Reproduce all of the records below without any change, leaving out the pictures.

[Entries from a pointing dataset]
==============================

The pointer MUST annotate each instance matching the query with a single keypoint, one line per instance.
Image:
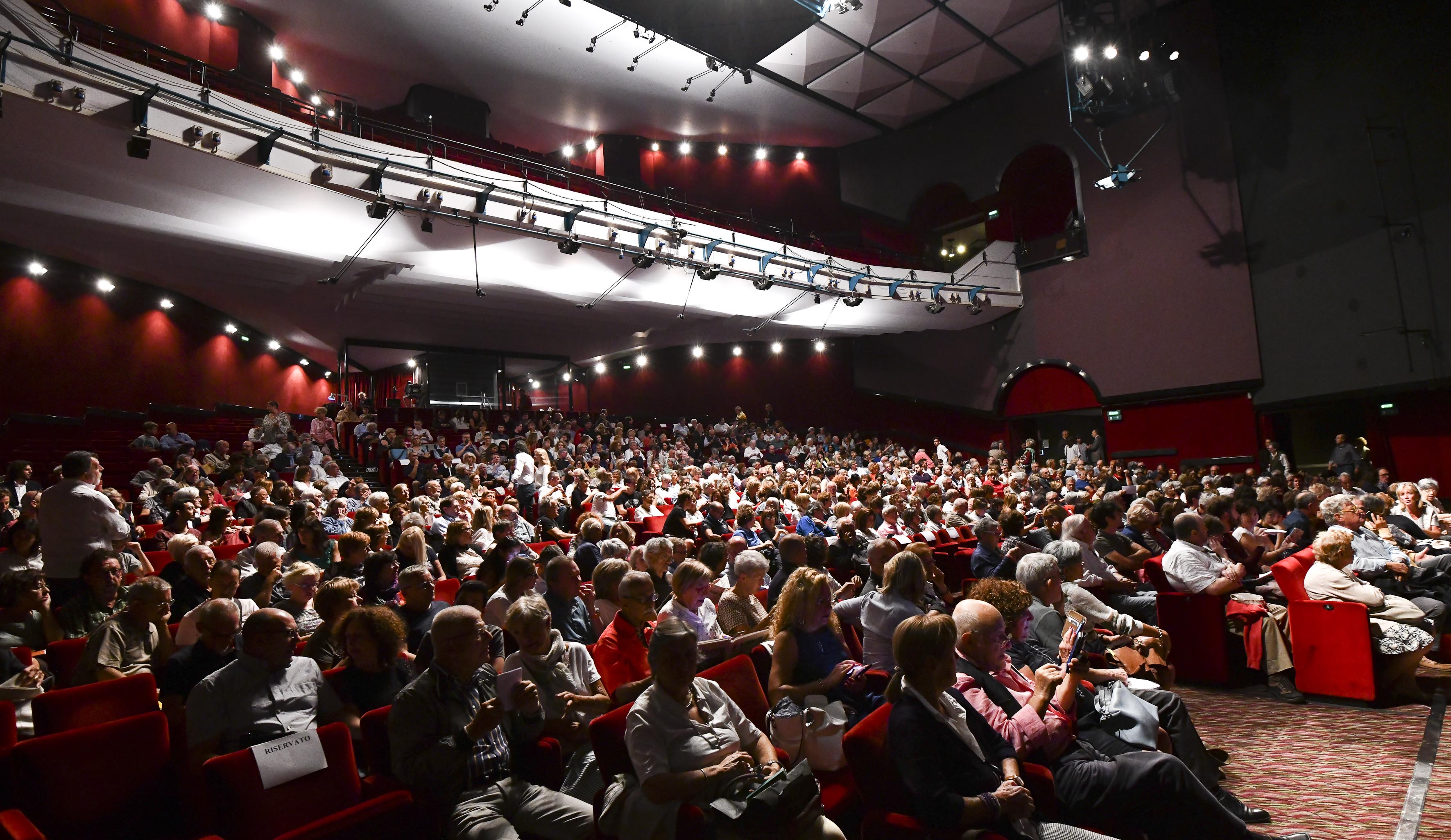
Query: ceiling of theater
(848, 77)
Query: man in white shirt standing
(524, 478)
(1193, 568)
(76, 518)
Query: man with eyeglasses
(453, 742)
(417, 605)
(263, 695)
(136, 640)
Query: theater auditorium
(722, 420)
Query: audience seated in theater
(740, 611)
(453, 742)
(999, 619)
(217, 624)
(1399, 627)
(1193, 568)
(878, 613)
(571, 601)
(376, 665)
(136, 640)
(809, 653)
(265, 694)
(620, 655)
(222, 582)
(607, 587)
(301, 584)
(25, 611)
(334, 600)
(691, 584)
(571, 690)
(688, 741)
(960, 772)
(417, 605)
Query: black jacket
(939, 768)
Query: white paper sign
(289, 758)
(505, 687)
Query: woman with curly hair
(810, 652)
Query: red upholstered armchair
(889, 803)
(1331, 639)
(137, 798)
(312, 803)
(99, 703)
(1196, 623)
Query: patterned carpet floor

==============================

[Solved exercise]:
The pointer MUST annotate each instance matching the query with a single keypoint, one line per instance.
Image:
Query: ceiling of theater
(848, 77)
Query: man in white shirt standing
(524, 478)
(1193, 568)
(76, 518)
Query: man with eyeglasses
(453, 742)
(417, 605)
(263, 695)
(136, 640)
Query: theater auditorium
(722, 420)
Query: audience seated in theater
(740, 611)
(453, 742)
(999, 619)
(217, 624)
(1399, 627)
(1193, 568)
(878, 613)
(571, 601)
(376, 665)
(136, 640)
(809, 653)
(265, 694)
(620, 655)
(222, 582)
(607, 587)
(301, 584)
(25, 611)
(334, 600)
(691, 584)
(571, 690)
(688, 741)
(960, 772)
(417, 605)
Query: black jacket
(939, 768)
Query: white paper sign
(289, 758)
(505, 687)
Query: woman with curly hair
(810, 652)
Query: red upholstered armchair
(889, 803)
(1331, 639)
(137, 798)
(312, 803)
(99, 703)
(1196, 623)
Query: patterned carpet floor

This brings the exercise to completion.